▶ [Your goal]
Convert the rows below into a two-column CSV with the headers "prompt" and "outline", one line for each text-and-answer pair in them, putting the full text and its answer each in a single quoted field with line breaks changed to spaces. Leave the pictures out.

▶ [Material provided]
+ + + +

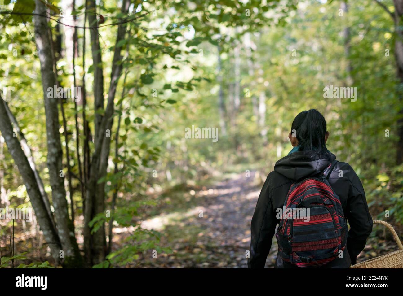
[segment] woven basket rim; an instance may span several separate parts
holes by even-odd
[[[401,254],[403,255],[403,250],[398,250],[397,251],[393,251],[393,252],[391,252],[390,253],[385,254],[384,255],[381,255],[381,256],[378,256],[378,257],[375,257],[374,258],[369,259],[368,260],[366,260],[365,261],[363,261],[362,262],[360,262],[359,263],[357,263],[356,264],[354,264],[354,265],[350,268],[358,268],[361,266],[365,266],[367,264],[373,263],[375,261],[379,261],[385,258],[388,258],[389,257],[393,257],[395,255],[400,255]]]

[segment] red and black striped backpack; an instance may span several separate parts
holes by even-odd
[[[319,267],[343,256],[348,229],[340,200],[328,180],[337,162],[323,173],[291,184],[276,234],[283,261]]]

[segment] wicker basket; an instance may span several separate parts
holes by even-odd
[[[376,257],[363,262],[355,264],[350,268],[403,268],[403,245],[393,227],[384,221],[374,220],[374,223],[386,226],[393,235],[399,250]]]

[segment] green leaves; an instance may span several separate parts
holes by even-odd
[[[17,0],[12,8],[11,18],[17,22],[26,23],[32,19],[32,15],[29,14],[32,13],[35,9],[34,0]]]
[[[144,84],[151,84],[154,81],[153,76],[153,74],[141,74],[140,77],[140,79],[141,81],[141,82]]]

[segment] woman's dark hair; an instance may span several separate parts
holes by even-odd
[[[325,143],[326,131],[326,120],[316,109],[302,111],[295,117],[291,126],[291,134],[296,135],[300,150],[320,155],[330,161],[330,153]]]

+ + + +

▶ [The response]
prompt,outline
"[segment] woven basket rim; an instance may span several separate parts holes by even-odd","[[[401,254],[403,255],[403,250],[398,250],[397,251],[393,251],[393,252],[391,252],[390,253],[385,254],[384,255],[381,255],[381,256],[378,256],[378,257],[375,257],[374,258],[369,259],[368,260],[366,260],[365,261],[363,261],[362,262],[360,262],[359,263],[357,263],[356,264],[354,264],[354,265],[350,268],[358,268],[361,266],[365,266],[367,264],[373,263],[375,261],[379,261],[385,258],[388,258],[389,257],[393,257],[395,255],[400,255]]]"
"[segment] red and black striped backpack; an instance may span several separate parts holes by even-odd","[[[319,267],[343,256],[348,229],[340,200],[328,180],[337,162],[323,173],[291,184],[276,234],[283,261]]]"
"[segment] wicker basket; an instance may span several separate parts holes by even-odd","[[[376,257],[363,262],[355,264],[350,268],[403,268],[403,245],[393,227],[384,221],[374,220],[374,223],[386,226],[393,235],[399,250]]]"
"[segment] green leaves; an instance may span several separate parts holes by even-odd","[[[17,0],[12,8],[11,18],[17,22],[26,23],[32,19],[32,15],[29,14],[32,13],[35,9],[34,0]]] [[[144,84],[151,84],[154,81],[153,76],[153,74],[141,74],[140,77],[140,79],[141,81],[141,82]]]"
"[segment] woman's dark hair; an instance may span several separate parts holes by even-odd","[[[325,143],[326,131],[326,120],[316,109],[302,111],[295,117],[291,126],[291,134],[296,135],[300,150],[320,155],[330,161],[330,153]]]"